▶ _Brief_: Set down the entire listing below verbatim, omitting the pictures from your answer.

▶ _Extracted entries_:

···

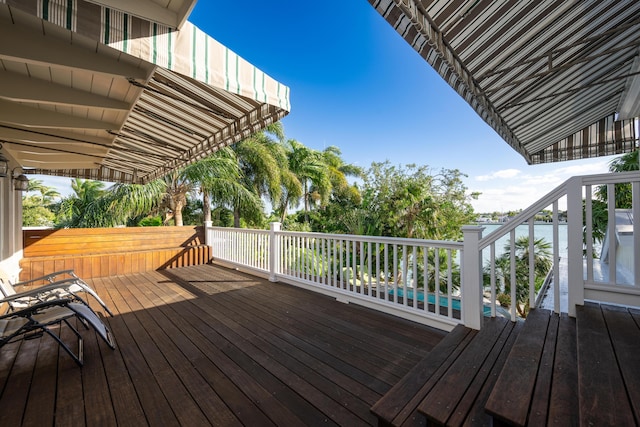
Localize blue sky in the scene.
[38,0,611,212]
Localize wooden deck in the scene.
[0,265,445,426]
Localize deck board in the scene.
[0,265,446,426]
[577,303,635,426]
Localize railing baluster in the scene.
[422,246,429,312]
[384,243,389,301]
[393,243,399,304]
[360,240,366,294]
[447,249,452,318]
[433,247,441,315]
[411,246,418,308]
[367,242,373,295]
[529,218,536,308]
[489,242,496,317]
[607,184,618,285]
[376,242,381,298]
[509,229,518,322]
[631,181,640,286]
[401,245,408,307]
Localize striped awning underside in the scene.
[0,0,290,183]
[369,0,640,164]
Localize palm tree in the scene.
[58,178,111,227]
[596,150,640,209]
[583,150,640,246]
[230,123,287,227]
[185,150,262,221]
[279,139,331,223]
[322,145,364,197]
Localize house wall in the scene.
[0,155,22,279]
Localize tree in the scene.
[485,236,553,317]
[22,179,60,227]
[596,150,640,209]
[56,178,112,228]
[223,123,287,227]
[186,150,263,226]
[362,162,476,240]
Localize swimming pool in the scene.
[389,288,491,316]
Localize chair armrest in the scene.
[0,279,87,304]
[0,298,71,320]
[13,269,78,287]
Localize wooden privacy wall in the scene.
[20,226,210,280]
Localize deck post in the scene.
[460,225,484,330]
[269,222,282,282]
[204,221,213,247]
[568,176,584,317]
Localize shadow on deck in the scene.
[0,265,445,426]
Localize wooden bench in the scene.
[20,226,210,280]
[371,318,521,426]
[371,325,477,426]
[418,318,522,425]
[485,309,579,426]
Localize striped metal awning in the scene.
[0,0,290,183]
[369,0,640,164]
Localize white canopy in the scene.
[0,0,290,183]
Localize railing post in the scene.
[568,176,584,317]
[269,222,282,282]
[460,225,484,330]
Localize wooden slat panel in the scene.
[20,246,210,280]
[23,227,204,258]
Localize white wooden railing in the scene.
[207,172,640,330]
[467,172,640,320]
[207,223,464,330]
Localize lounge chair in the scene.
[0,270,113,316]
[0,299,115,366]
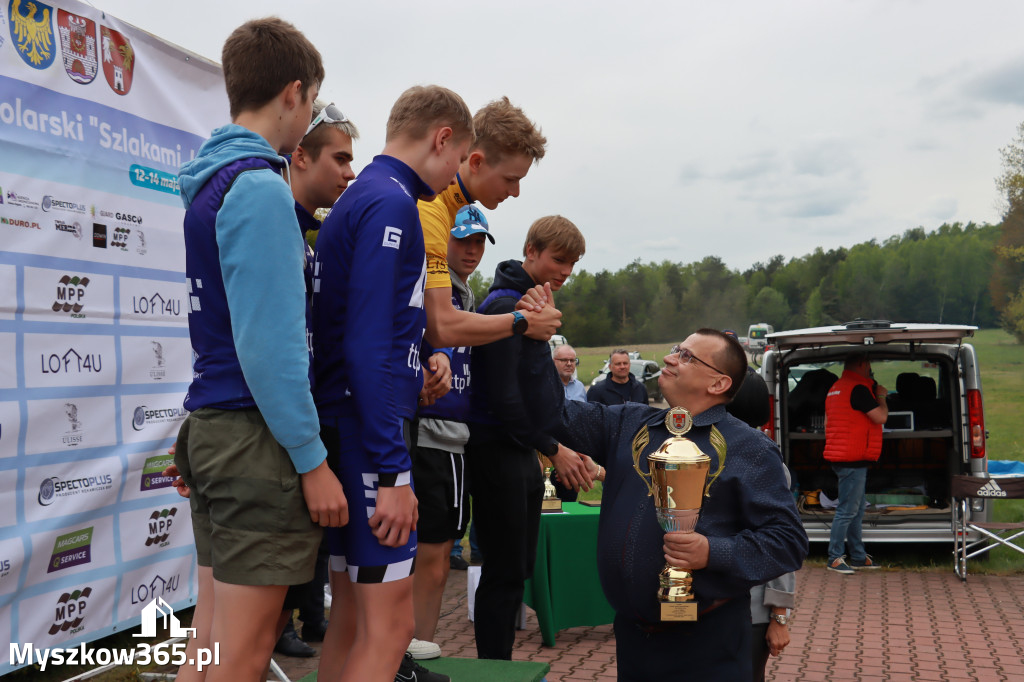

···

▶ _Task result_:
Localize blue sky in the scene.
[38,0,611,212]
Localize wooden deck in the scene.
[0,265,445,426]
Localize deck board in the scene.
[0,265,446,426]
[577,303,635,426]
Localize railing baluster in the scene.
[422,246,429,312]
[384,243,389,301]
[393,243,399,304]
[360,240,366,294]
[447,249,452,318]
[433,247,441,315]
[411,246,418,308]
[367,242,373,295]
[529,218,536,308]
[489,242,496,317]
[607,184,618,285]
[376,242,381,298]
[509,229,518,322]
[631,181,640,286]
[401,245,408,307]
Localize striped awning underside in the scene.
[0,0,290,183]
[369,0,640,164]
Localize palm tree in the scene.
[58,178,111,227]
[596,150,640,209]
[583,150,640,246]
[230,123,287,227]
[185,150,262,221]
[279,139,331,223]
[322,145,364,197]
Localize house wall in the scene.
[0,155,22,279]
Localize tree in the scene.
[485,236,553,317]
[22,179,60,227]
[596,150,640,209]
[56,178,112,228]
[223,123,287,227]
[186,150,263,226]
[362,162,476,240]
Localize swimming pool in the scene.
[389,288,491,316]
Localize chair armrest in the scene.
[0,279,87,304]
[0,298,71,320]
[13,269,78,287]
Localize wooden privacy wall in the scene.
[20,226,210,280]
Localize deck post in the scene.
[460,225,484,330]
[269,222,282,282]
[204,221,213,247]
[568,176,584,317]
Localize shadow on deck in the scene.
[0,265,445,426]
Localize wooden bench in the scene.
[20,226,210,280]
[371,318,521,426]
[371,325,477,426]
[418,318,522,425]
[485,309,579,426]
Localize striped metal awning in the scene.
[0,0,290,183]
[369,0,640,164]
Localize white canopy in the scene.
[0,0,290,183]
Localize railing post in the scene.
[568,176,584,317]
[269,222,282,282]
[460,225,484,330]
Localize wooden slat panel in the scene.
[20,246,210,280]
[23,227,204,258]
Localize white wooden railing in the scene.
[207,172,640,330]
[467,172,640,320]
[207,223,464,330]
Localize lounge chair in the scene.
[0,270,113,316]
[0,299,115,366]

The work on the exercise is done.